● **Request**: Starting at the line containing "dry grass in the photo above." and ending at the line containing "x=364, y=380", copy out that stretch of the listing below, requests included, offsetting every x and y coordinate in the answers by -40.
****
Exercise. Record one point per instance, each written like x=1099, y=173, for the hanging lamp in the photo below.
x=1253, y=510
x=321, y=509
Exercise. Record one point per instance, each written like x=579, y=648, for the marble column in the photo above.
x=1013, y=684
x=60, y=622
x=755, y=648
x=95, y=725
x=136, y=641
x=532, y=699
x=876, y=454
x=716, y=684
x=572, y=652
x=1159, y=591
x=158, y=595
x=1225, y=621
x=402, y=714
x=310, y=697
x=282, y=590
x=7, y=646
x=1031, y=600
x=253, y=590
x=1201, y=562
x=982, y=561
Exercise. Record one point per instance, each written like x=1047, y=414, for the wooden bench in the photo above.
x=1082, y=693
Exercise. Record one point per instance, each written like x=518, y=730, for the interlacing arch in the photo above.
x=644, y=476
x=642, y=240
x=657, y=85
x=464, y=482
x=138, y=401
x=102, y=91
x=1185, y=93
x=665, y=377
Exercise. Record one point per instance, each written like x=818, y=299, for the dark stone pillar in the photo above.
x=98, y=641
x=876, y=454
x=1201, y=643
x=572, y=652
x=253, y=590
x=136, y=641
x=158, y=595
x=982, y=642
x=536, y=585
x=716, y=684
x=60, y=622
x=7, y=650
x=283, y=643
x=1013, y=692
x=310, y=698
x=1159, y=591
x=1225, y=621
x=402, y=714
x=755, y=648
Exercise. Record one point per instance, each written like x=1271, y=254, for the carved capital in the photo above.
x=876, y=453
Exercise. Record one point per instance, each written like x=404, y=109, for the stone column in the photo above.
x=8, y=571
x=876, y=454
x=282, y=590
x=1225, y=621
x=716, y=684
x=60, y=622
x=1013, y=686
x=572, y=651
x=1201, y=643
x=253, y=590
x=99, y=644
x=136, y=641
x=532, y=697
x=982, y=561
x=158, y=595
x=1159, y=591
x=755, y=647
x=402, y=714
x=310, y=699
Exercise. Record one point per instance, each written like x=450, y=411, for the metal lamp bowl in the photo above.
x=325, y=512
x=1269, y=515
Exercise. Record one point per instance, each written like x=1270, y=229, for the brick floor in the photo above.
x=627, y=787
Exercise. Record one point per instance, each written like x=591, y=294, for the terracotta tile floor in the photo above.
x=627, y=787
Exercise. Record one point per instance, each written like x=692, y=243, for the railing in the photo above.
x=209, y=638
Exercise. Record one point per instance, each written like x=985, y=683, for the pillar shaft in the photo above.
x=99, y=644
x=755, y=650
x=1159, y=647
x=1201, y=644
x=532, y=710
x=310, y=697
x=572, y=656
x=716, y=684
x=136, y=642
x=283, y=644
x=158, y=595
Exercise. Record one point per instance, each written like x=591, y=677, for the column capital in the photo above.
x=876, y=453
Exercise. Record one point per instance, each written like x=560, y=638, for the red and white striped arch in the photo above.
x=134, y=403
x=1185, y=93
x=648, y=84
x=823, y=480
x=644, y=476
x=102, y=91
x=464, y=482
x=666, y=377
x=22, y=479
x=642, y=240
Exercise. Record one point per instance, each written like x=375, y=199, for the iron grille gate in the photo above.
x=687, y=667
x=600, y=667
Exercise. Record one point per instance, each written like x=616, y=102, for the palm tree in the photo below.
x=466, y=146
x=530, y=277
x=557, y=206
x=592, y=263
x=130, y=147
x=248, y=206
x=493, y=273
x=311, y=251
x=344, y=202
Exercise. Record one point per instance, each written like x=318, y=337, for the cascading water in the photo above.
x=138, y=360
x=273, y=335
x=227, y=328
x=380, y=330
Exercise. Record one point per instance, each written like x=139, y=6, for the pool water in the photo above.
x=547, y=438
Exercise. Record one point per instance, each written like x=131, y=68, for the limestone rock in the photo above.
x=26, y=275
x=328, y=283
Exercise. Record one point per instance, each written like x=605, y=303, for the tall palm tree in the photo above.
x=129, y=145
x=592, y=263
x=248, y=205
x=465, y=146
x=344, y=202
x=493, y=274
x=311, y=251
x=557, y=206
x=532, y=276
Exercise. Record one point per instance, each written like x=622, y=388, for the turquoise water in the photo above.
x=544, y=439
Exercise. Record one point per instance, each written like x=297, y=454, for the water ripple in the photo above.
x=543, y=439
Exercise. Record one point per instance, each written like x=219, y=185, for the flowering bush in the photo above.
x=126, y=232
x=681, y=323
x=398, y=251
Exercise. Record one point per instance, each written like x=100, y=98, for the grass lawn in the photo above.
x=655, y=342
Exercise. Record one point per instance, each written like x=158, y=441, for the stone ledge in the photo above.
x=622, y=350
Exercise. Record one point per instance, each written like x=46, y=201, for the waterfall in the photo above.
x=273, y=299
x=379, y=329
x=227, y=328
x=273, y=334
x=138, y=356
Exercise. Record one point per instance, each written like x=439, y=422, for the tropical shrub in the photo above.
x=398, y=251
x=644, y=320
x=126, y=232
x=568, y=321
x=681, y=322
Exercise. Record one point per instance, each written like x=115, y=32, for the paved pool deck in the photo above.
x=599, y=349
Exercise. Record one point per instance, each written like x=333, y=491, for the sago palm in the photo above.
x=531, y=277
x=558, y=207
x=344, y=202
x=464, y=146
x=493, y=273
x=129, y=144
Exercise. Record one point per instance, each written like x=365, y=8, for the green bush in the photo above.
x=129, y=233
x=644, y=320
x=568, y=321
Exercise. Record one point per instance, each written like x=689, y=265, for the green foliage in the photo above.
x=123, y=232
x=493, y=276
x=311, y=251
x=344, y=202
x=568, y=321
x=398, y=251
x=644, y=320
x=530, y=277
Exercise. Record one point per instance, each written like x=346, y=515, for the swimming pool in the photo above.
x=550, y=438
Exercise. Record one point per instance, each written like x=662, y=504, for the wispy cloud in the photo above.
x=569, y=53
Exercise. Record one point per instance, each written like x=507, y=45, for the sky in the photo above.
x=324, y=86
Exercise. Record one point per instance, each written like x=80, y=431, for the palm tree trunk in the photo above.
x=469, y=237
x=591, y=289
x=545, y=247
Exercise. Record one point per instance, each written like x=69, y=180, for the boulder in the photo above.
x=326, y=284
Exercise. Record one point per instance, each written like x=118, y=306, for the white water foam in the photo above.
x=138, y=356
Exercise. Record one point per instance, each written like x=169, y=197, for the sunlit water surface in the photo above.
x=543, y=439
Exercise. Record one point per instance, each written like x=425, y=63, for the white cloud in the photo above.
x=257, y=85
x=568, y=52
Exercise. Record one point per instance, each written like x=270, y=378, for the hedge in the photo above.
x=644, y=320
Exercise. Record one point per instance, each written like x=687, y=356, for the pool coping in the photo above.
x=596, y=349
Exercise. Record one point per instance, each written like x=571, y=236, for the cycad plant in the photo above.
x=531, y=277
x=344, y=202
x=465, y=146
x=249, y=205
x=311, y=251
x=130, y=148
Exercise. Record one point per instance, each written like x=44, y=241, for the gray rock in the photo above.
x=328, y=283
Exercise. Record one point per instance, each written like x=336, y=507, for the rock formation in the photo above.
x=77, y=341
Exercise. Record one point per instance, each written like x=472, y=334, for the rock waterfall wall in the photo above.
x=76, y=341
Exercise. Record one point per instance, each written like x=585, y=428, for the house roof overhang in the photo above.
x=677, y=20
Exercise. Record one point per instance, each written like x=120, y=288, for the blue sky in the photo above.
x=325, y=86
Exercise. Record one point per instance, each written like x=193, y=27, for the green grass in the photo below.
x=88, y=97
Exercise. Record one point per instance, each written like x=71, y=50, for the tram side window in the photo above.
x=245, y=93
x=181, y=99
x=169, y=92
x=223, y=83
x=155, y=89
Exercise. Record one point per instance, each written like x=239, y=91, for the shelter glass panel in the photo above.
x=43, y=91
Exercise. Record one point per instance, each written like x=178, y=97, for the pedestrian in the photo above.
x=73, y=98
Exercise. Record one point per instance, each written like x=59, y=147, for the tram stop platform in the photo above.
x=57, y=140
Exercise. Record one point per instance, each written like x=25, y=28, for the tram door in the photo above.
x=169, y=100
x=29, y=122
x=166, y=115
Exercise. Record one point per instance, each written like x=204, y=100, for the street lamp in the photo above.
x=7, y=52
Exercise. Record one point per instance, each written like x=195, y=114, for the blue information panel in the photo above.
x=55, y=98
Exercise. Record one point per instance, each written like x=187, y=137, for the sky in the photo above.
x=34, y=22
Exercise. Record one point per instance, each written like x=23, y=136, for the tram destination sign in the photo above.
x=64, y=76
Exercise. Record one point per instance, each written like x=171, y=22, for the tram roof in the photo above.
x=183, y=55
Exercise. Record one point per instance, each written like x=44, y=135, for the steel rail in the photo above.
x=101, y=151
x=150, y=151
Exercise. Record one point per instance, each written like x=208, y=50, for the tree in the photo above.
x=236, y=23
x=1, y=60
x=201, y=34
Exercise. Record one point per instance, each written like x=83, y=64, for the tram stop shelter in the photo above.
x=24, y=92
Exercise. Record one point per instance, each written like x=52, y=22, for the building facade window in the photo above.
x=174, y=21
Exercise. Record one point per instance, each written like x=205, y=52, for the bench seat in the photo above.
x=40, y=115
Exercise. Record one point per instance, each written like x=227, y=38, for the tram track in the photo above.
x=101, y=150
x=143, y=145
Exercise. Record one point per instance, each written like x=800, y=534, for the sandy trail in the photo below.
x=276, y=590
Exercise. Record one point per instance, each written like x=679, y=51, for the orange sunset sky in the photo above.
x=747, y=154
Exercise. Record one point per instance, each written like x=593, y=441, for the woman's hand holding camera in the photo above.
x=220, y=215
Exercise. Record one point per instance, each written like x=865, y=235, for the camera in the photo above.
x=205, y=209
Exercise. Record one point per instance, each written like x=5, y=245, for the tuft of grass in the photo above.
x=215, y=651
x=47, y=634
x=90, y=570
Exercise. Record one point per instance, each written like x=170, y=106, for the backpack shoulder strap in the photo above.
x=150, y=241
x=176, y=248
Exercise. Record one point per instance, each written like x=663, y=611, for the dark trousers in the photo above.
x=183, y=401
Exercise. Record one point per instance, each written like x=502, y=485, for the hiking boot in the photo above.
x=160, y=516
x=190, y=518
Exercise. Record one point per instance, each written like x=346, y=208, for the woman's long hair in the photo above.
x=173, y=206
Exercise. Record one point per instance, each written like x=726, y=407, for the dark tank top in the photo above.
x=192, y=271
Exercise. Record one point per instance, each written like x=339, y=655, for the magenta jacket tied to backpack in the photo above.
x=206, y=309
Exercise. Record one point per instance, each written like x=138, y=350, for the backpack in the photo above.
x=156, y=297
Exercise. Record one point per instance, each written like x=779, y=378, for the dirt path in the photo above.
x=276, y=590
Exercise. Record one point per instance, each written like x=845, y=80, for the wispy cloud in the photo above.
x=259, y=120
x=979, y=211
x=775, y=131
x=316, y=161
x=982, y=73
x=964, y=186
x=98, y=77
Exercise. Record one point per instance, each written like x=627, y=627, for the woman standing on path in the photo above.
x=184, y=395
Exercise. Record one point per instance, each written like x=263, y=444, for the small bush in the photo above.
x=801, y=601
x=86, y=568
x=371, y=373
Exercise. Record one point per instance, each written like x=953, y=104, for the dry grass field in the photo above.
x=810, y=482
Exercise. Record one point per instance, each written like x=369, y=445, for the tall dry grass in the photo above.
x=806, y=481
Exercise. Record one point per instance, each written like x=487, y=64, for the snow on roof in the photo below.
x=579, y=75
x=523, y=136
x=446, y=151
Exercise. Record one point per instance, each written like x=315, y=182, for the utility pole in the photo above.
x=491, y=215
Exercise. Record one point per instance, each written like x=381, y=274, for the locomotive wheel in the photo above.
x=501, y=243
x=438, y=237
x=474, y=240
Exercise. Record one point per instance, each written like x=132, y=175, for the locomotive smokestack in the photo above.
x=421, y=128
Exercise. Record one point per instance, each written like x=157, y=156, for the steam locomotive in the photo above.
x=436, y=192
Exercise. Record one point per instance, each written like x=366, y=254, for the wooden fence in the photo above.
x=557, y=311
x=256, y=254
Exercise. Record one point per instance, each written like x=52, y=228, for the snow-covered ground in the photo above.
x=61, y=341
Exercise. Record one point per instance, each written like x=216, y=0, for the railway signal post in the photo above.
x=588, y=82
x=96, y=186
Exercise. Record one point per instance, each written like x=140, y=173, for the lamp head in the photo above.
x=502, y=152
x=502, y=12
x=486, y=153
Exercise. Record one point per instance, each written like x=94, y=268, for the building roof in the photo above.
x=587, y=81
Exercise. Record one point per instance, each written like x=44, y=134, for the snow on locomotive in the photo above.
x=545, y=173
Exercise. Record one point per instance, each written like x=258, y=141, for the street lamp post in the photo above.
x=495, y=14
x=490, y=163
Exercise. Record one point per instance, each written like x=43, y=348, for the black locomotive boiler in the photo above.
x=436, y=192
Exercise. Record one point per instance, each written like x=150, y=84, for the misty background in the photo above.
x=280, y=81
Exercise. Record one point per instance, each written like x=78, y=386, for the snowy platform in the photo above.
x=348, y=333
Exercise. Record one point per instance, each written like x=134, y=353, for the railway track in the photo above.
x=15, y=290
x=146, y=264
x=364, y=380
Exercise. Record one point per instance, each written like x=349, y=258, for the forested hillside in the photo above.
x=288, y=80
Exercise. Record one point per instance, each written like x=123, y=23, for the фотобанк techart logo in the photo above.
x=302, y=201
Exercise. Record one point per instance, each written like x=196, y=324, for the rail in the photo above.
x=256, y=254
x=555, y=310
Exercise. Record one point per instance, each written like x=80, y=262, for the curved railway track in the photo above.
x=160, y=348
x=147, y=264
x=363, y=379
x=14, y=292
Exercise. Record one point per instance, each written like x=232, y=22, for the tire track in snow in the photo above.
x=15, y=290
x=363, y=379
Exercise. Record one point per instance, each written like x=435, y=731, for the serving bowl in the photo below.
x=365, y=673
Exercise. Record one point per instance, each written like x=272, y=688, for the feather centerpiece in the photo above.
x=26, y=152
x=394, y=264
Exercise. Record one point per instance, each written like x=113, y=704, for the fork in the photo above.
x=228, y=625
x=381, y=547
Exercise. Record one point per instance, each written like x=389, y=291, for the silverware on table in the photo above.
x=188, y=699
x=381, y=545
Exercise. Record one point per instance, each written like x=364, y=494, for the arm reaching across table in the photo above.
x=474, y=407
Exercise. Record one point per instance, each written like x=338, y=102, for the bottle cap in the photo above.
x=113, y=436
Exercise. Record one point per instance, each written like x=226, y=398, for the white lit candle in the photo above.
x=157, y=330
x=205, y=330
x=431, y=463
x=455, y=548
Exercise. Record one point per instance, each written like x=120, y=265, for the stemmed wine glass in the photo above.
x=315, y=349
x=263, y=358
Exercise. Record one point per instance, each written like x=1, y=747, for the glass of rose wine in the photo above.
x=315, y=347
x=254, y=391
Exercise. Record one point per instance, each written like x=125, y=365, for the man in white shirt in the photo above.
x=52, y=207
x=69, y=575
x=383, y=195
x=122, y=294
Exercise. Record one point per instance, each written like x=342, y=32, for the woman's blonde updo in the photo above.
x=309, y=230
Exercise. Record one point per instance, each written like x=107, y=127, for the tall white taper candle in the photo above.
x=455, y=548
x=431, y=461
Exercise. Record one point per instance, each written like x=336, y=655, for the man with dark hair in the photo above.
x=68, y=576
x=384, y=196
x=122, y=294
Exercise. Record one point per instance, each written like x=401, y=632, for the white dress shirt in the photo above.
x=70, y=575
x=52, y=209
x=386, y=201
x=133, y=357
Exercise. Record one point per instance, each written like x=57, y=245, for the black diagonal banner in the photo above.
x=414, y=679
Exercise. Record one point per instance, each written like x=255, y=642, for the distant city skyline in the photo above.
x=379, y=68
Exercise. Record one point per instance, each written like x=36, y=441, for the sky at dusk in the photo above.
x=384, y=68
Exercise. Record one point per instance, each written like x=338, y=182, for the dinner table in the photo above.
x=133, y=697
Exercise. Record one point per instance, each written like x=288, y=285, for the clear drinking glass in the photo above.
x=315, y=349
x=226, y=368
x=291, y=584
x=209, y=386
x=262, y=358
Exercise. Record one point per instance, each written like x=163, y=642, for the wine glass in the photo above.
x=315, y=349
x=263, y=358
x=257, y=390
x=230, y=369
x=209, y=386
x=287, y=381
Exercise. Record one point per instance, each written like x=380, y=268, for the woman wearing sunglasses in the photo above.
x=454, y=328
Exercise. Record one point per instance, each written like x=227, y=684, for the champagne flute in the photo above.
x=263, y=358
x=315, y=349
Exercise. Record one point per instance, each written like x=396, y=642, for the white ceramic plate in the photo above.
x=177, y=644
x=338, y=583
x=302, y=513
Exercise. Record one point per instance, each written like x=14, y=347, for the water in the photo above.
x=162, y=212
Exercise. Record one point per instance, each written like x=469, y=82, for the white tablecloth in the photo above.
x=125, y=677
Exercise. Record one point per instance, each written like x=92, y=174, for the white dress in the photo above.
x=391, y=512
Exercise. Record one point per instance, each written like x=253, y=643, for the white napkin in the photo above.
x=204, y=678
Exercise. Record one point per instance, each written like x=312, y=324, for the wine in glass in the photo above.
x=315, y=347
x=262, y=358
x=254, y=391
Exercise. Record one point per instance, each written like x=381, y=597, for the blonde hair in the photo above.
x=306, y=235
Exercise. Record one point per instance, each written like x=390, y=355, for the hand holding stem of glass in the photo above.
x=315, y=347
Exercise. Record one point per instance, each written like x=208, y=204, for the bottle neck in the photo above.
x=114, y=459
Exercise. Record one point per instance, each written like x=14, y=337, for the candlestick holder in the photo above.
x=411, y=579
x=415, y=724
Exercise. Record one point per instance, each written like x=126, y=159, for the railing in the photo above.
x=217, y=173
****
● **In response**:
Exercise. Record one point per instance, each written like x=369, y=445, for the tall dry grass in the photo above.
x=766, y=441
Exercise. Record one point per instance, each written like x=487, y=64, for the snow on roof in the photo below.
x=539, y=35
x=483, y=96
x=406, y=111
Exercise. Record one point per instance, each written like x=315, y=182, for the utility pole in the photo above.
x=451, y=175
Exercise. Record one point per instance, each written like x=381, y=274, for the locomotive wheel in the photo above.
x=461, y=203
x=398, y=197
x=434, y=200
Exercise. Record one point per instance, each written like x=132, y=175, for the locomotive smokestack in the photo above.
x=381, y=88
Exercise. Record one point per instance, each written like x=157, y=156, for the steam locomotive in the photo above.
x=396, y=152
Exercise. Record one point per instance, each written like x=366, y=254, for the wooden fence in the photo above.
x=517, y=271
x=216, y=214
Exercise. Record one point per instance, each written like x=52, y=228, for the snow-covered ground in the photo above.
x=21, y=301
Exercise. Record one point per instance, each written like x=216, y=0, for the railway signal post in the photo above.
x=548, y=42
x=56, y=146
Exercise. Record one point per instance, each written like x=140, y=173, for the lamp head in the photo above.
x=462, y=112
x=462, y=-28
x=446, y=113
Exercise. Record one point per instance, each written like x=94, y=268, for the building roof in the photo above.
x=547, y=41
Exercise. Record one point per instance, each written like x=44, y=134, for the snow on locomotive in the photo above.
x=505, y=133
Exercise. Record one point per instance, each written like x=258, y=141, for the street lamp post in the photo above.
x=455, y=-26
x=450, y=123
Exercise. Record one point per instance, each written like x=43, y=348, for the black locomotive boiler in the photo above.
x=396, y=152
Exercise. Record one point per instance, each written like x=150, y=84, for the misty background in the photo above.
x=240, y=41
Exercise. Record one point per instance, each written like x=78, y=386, for the snowy platform in the photo above.
x=308, y=293
Exercise. Record one point per instance, each written like x=134, y=353, for the railway track in the photo above.
x=-25, y=250
x=106, y=224
x=324, y=340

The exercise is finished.